# EXERCISE REQUIREMENTS
Format the material as a JSON list of strings, one string per line, skipping blank lines. Begin at the start of the material and stop after the line that contains "0 0 600 250".

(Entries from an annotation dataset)
◆ ◆ ◆ ◆ ◆ ◆ ◆
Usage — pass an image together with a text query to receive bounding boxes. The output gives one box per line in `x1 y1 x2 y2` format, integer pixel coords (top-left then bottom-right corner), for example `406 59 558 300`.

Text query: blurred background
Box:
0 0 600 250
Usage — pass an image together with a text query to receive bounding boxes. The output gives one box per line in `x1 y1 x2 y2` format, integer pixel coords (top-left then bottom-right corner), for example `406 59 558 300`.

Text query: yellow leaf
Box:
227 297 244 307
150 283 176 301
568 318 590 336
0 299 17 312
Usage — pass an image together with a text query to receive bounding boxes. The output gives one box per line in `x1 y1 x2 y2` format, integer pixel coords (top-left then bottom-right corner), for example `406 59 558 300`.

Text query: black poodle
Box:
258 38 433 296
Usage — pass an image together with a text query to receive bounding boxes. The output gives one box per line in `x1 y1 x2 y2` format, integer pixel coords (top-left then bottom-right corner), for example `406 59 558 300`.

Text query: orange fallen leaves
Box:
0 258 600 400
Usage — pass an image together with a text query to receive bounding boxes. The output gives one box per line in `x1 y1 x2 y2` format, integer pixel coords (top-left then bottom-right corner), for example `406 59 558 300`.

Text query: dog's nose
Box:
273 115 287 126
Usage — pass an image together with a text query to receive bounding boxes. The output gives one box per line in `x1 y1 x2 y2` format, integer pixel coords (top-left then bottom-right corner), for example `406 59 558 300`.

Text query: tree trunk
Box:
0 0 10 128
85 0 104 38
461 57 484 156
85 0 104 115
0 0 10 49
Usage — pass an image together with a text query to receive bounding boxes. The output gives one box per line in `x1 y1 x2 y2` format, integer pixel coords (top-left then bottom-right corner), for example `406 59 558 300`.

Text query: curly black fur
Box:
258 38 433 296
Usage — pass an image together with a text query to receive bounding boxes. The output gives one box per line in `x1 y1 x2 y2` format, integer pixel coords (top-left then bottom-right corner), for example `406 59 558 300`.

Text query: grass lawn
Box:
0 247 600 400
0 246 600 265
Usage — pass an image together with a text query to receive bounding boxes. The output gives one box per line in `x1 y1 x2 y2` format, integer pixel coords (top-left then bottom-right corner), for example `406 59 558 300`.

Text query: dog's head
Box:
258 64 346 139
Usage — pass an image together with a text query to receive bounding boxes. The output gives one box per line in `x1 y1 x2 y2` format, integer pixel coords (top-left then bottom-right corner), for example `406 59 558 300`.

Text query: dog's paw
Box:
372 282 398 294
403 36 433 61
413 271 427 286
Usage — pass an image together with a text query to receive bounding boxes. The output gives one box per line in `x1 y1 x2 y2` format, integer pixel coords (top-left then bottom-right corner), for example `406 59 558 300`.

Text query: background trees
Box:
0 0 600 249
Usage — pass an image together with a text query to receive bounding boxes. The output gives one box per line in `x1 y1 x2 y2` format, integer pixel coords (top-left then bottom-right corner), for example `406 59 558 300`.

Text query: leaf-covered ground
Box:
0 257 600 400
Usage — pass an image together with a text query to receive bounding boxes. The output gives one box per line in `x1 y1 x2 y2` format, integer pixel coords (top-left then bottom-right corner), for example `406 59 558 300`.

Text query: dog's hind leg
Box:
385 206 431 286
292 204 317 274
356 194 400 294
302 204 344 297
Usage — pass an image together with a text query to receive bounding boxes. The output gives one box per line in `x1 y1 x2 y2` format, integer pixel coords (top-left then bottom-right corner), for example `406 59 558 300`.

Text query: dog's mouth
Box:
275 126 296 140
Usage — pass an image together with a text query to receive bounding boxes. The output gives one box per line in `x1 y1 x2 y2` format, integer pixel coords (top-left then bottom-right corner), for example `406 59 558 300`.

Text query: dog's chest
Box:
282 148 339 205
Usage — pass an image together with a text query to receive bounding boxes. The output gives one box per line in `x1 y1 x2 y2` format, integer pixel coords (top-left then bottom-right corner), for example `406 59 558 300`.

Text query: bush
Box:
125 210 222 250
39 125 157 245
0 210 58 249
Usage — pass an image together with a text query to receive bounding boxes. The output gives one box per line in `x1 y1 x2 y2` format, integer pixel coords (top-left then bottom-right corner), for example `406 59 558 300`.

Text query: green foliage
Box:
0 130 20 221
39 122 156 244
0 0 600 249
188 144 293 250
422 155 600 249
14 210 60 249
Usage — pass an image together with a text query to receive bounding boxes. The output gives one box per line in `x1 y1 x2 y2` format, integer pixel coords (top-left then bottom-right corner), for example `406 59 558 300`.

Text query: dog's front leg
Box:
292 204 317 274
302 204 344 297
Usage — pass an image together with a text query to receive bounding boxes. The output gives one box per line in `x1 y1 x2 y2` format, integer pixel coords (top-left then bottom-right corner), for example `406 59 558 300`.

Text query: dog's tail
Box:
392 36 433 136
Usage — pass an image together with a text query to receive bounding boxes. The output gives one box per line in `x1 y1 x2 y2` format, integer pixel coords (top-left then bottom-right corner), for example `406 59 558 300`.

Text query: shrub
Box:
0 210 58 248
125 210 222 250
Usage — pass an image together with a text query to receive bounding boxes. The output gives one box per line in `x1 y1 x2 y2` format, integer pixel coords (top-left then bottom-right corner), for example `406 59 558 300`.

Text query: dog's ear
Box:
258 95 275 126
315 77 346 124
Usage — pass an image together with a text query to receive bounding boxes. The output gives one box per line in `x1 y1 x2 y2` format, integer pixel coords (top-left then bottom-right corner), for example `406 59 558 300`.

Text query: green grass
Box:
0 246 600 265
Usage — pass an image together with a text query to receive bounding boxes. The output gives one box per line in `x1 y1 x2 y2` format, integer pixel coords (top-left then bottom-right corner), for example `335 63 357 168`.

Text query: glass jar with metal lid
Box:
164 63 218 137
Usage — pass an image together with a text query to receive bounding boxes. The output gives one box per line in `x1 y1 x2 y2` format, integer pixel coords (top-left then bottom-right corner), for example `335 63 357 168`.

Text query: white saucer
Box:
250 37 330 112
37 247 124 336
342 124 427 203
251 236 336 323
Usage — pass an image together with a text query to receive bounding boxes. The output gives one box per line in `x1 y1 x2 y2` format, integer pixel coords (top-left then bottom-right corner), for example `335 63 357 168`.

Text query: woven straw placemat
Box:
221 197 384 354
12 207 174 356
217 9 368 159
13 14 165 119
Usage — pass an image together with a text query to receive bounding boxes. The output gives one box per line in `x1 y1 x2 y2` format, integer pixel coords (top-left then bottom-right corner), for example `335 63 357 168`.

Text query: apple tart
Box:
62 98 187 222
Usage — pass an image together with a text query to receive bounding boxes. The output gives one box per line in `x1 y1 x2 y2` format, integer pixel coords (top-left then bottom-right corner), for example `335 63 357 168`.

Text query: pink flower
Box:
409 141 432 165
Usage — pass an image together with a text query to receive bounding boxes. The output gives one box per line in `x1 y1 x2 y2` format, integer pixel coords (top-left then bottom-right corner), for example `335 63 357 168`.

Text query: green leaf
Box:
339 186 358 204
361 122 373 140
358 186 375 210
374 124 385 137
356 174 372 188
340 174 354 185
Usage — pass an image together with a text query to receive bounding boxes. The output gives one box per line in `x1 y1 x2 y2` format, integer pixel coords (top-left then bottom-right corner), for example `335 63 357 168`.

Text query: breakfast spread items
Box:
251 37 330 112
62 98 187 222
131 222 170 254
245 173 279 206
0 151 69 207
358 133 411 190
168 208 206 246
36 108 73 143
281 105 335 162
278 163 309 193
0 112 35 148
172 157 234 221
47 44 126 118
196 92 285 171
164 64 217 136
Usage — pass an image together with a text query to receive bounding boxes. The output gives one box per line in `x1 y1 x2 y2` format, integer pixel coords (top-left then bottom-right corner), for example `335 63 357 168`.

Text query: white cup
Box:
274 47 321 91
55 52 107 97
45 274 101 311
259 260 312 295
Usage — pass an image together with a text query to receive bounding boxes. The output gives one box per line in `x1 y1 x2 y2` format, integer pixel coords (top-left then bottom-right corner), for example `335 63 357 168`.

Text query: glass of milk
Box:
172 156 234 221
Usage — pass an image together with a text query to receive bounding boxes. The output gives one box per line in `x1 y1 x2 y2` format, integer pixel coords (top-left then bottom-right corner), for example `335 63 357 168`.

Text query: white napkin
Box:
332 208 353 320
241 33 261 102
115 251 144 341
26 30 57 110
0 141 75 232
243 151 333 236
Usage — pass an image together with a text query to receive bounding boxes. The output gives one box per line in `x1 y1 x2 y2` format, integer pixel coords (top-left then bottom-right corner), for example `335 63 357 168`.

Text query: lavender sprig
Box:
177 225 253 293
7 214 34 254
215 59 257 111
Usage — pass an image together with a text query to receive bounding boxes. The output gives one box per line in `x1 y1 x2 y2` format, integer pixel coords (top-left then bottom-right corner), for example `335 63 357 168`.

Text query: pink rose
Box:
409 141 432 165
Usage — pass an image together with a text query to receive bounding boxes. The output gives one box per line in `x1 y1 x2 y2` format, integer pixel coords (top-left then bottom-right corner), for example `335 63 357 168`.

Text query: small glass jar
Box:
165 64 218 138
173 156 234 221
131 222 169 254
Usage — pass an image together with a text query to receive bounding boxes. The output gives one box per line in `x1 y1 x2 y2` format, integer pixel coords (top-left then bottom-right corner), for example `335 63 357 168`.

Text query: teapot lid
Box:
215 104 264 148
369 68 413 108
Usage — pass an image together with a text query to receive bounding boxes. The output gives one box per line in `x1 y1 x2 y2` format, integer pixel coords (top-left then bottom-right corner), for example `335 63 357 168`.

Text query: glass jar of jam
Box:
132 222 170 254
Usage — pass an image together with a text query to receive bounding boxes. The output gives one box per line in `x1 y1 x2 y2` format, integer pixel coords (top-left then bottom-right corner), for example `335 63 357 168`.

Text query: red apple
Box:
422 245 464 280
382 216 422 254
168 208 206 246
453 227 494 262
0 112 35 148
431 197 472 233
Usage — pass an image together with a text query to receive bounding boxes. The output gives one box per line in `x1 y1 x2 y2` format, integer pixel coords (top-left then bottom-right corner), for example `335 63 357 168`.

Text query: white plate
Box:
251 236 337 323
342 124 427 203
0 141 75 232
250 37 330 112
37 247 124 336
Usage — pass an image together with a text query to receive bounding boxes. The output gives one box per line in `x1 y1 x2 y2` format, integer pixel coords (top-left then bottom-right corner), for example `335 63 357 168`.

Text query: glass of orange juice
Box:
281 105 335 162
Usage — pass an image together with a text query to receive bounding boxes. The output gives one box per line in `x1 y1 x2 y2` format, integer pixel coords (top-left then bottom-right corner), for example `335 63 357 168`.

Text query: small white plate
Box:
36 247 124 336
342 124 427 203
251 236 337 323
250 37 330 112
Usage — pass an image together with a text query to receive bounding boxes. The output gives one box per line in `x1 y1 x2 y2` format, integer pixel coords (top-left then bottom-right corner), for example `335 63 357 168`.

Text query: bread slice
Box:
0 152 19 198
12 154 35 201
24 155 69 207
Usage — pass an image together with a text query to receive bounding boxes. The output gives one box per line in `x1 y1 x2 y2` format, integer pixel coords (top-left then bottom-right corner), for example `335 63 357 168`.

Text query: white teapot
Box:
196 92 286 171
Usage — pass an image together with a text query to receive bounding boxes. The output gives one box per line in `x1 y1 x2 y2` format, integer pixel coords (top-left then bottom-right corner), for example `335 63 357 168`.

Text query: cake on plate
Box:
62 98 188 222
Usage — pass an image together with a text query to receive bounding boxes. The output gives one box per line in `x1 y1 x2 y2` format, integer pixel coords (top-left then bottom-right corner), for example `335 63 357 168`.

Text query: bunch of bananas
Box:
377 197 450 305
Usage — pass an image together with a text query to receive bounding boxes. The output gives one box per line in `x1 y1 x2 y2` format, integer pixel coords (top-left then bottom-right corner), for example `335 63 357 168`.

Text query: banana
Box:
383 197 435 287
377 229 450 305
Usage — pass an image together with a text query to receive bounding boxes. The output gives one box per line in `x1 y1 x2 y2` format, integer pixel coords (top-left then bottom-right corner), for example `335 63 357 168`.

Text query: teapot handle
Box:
◆ ◆ ◆ ◆ ◆ ◆ ◆
# COMPLETED TASK
[
  "Usage — pass an image together with a text query to receive bounding boxes. The output gives one box per line in `x1 y1 x2 y2` format, integer pixel coords (top-left then bottom-right corner), for example `406 59 558 300`.",
  "Text query: blurred background",
  "Box:",
  "0 0 600 250"
]